BEGIN

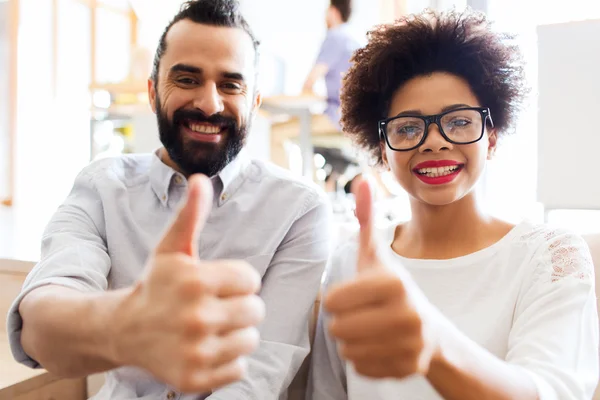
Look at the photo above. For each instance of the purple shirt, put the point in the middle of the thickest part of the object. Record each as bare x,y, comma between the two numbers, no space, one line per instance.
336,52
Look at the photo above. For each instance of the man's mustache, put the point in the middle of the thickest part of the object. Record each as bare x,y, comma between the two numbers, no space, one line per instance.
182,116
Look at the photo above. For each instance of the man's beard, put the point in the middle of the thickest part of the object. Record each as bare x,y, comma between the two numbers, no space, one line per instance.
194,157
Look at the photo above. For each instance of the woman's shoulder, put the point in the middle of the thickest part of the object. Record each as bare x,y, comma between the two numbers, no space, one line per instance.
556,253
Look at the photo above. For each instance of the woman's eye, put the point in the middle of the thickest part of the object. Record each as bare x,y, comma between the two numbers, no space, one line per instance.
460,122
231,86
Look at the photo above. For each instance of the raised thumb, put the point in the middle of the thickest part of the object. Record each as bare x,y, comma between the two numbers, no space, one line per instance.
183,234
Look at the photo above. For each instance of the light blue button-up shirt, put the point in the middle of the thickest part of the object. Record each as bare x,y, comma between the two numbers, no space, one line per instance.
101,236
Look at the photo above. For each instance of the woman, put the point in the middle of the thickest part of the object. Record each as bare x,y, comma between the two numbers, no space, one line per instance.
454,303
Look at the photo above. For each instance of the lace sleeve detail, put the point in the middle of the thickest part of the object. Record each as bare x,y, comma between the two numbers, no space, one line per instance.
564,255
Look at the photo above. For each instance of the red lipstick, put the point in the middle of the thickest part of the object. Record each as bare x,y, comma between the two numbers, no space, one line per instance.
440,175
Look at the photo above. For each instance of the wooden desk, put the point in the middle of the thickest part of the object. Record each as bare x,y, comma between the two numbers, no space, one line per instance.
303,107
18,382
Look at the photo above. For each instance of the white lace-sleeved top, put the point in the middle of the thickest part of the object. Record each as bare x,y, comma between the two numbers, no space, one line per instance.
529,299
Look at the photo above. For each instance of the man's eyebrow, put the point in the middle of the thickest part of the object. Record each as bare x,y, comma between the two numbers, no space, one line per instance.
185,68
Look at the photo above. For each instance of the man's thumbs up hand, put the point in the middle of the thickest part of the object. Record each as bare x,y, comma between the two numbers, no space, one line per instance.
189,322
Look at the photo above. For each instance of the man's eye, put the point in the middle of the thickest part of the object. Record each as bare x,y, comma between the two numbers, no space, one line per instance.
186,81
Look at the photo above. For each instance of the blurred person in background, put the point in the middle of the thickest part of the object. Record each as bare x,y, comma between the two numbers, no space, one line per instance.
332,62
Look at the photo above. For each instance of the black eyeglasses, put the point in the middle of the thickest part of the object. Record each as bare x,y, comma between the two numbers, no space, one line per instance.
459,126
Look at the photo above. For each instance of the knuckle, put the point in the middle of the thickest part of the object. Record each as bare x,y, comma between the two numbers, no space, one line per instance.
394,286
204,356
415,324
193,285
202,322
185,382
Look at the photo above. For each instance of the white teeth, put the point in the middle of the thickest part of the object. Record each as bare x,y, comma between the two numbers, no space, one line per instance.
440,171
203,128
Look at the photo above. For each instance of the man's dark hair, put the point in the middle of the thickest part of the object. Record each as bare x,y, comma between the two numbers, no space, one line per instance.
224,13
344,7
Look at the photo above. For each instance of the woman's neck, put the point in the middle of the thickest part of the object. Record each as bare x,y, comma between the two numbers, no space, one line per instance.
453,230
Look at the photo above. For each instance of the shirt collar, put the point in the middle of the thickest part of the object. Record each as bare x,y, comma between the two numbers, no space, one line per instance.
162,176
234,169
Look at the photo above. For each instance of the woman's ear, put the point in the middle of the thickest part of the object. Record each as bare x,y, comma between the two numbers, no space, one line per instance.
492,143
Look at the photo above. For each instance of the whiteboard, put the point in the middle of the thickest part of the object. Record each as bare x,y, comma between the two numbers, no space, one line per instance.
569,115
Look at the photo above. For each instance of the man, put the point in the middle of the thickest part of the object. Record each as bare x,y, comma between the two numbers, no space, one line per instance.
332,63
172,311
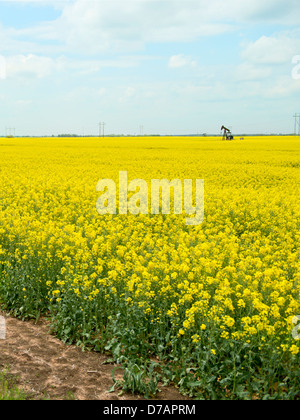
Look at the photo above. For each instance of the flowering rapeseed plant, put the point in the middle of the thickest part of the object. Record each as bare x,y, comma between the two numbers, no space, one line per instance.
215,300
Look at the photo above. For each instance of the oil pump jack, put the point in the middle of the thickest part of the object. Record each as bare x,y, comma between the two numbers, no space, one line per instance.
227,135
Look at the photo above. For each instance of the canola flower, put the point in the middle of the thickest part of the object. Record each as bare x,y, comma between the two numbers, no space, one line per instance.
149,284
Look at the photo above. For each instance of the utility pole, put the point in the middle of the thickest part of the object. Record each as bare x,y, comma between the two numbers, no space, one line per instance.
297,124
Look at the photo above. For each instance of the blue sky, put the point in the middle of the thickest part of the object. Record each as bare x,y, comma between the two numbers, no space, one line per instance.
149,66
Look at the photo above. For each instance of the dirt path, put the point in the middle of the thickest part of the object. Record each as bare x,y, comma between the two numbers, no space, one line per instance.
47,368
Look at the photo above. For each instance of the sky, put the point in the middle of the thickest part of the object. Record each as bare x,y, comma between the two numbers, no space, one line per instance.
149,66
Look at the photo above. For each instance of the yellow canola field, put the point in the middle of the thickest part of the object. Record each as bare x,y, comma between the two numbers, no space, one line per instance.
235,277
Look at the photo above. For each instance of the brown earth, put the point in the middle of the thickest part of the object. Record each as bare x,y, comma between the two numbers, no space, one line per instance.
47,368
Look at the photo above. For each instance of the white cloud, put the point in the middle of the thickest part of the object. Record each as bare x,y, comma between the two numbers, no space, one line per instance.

END

• _Task goal_: Repeat the material exactly. Skip the images.

• _Reply_:
Look at the photo above. For each instance of the purple shirt, put the point in the middle of the thickest part of the object. Record each as bare x,y, comma between the two numbers, no space, one line per instance.
336,52
Look at the photo above. For each instance of the man's mustache, put the point in the middle of the thickest part of the object. Record each as bare x,y, comma between the two numbers, no space, one line per instance.
182,116
Look at the photo above. For each instance of the man's beard, put the point in the middle of the thickest part of the object. Record each as bare x,y, comma between the two numbers, no space, one line per instance.
194,157
Look at the photo above. For each instance of the woman's shoulder, put the point in the middle of the thickest part of the object. Record each as bare x,y, comma between the two numbers, no space, one line per instance.
556,253
Look at the photo above. For each instance of the woman's eye, put the point in the middle of the thickest part of the object. Record each as bare x,y, comma between the two numbers, no space, one line per instance.
460,122
231,86
Look at the photo above. For each instance of the raised thumb, put the point in the middle of the thickest part of the object. Record each as bare x,y, comma between the two numbers, no space, one line per instance.
183,234
Look at the photo above. For each instance of the light blue button-up shirt, put the point in the middle of the thickest part of the object. Record each as bare x,y, comma between the two numbers, no space, one line per instance.
101,236
Look at the photo above. For each instance of the woman, put the point in the middle of the thickest part of the object. Record each as bare x,y, comma between the two numbers, no space, one line per instance.
454,303
Look at the photo above. For each instance of the lace sleeve detail, put the point in the middle of the thickest part of the object. Record each as bare x,y, comma between the two numbers, no space, one line per instance.
564,255
Look at the photo above. For each instance of the red lipstick, put the point in the middle of the thickest part of the object. Record each as bare x,y, comma between the two numbers, no space, one line per instance.
440,175
Look at the photo above. For each instance of the wooden desk, put the point in the middle of the thickest part of the object. Record each as bare x,y, comma between the two numbers, no space, one line per instance.
303,107
18,382
Look at the photo above. For each instance of the white lace-sleeved top, put the point in the middle of the thickest part of the object. Record each as bare x,y, comma between the two numbers, no space, one line per instance.
529,299
Look at the photo above. For each instance of the man's eyebrow, put the point in the middle of the thickest part of the object. Record each as bare x,y, comma between the two numbers, no space, one line per instance.
185,68
Look at the photo above. For each instance of the man's thumbs up hand, put the point in the middle of the thickest part of the object. Record each as bare x,y, comma between the two numbers, no space, one line per instance.
189,322
Look at the photo above. For each instance of the man's eye, put the point in the middle of the thickest part of the object. Record each as bare x,y, comma between the two numbers, no space, one line per instance.
186,81
Look at the photo above. For each instance of the blurred person in background, put the point in the middle of the thickest part of the object. Record each as bare x,y, comma between the two numbers, no space, one line per instance.
332,62
Look at the photo above. For each instance of the black eyeglasses, put the point in the middle of the thickest part of the object. Record each as bare x,y, comma between the two numbers, no space, one line per instance.
459,126
Look at the photo above. For each instance of the knuckle, put the point in the middle of the thickest part of the object. Record each as bare x,y, comma between the two numbers, no space, one line per instance.
394,286
204,356
415,324
193,285
202,322
185,382
Look at the photo above. For each instance of the white teeth, put the point in the middle of the thickest part of the object. Record each as bare x,y, comma between the two numbers, no space, one line per instance.
440,171
203,128
Look at the photo above. For each instance of the man's dark hair, put the point in the middle of the thickest part of the object. Record each as bare x,y, comma between the two numbers, no space, one line per instance.
224,13
344,7
Look at the photo above. For each instance of the woman's neck, put the point in the middle of the thickest part of the object. Record each as bare x,y, comma between the two numbers, no space, one line per instance.
453,230
Look at the photo above. For each instance of the shirt collar, put the point in the middle of the thickest part of the object. Record each as bare x,y, comma between the two numbers, no space, one line per instance.
162,176
234,169
Look at the photo above. For each instance of the woman's ear, put the point in the middle of the thickest part of the object. Record each as bare x,y, comma between the two numbers, no space, one line per instance.
492,143
Look at the photo above. For each instance of the whiteboard, put the point in the middle of the thickest part of the object. Record each as bare x,y, comma between the two numbers, no space, one line per instance.
569,115
Look at the photo above. For each instance of the man, put the point in the middle of the thickest part of the object. Record each as bare x,y, comma between the two numbers, no space, one line per instance.
332,63
172,311
Look at the photo above. For each instance of the flowering rapeseed plant, put the point in the middle of the thickest part of the object. Record each as bare x,y, comma between the two numbers, no space, one line per instance.
215,300
Look at the photo above. For each instance of the oil pump jack, put the point in the middle of the thickest part of the object. Record each as bare x,y, comma between the two numbers, no space, one line per instance.
227,135
Look at the photo above. For each instance of the canola flower, put the point in the middle of the thickest part of the object. Record each as bare x,y, comma between the two numbers, no space, one line per instance.
149,284
Look at the photo above. For each instance of the utility pole, put the point in the middle of the thickest part of the object. Record each as bare x,y, comma between the two numbers, no space, one line per instance.
297,124
Look at the photo above. For each instance of the blue sky, put the point in the middle of the thickest part of the object. Record each as bare x,y, comma between the two numbers, no space, one line per instance.
149,66
Look at the photo above. For each instance of the dirt path, put the point in the middle of the thickest part of the object. Record each as bare x,y, comma between the two numbers, no space, one line per instance.
47,368
Look at the photo above. For each instance of the sky, put the point in the middle of the thickest part of the object. Record each as bare x,y, comma between the two numbers, no space, one line per instance.
149,66
Look at the photo above. For each instance of the yellow canola field, put the point in the middle of the thickest part of the object. Record each as bare x,y, comma between the two numbers, no space, one line per instance.
235,277
Look at the photo above. For each instance of the brown earth, put the point in the middle of the thickest part of the object. Record each as bare x,y, comma between the two numbers, no space, one line per instance.
47,368
Look at the photo above. For each instance of the white cloud, put the point in the middle of the thickest part of the object. Record each as bare x,y, comma between the two numbers, no space, one line per instance.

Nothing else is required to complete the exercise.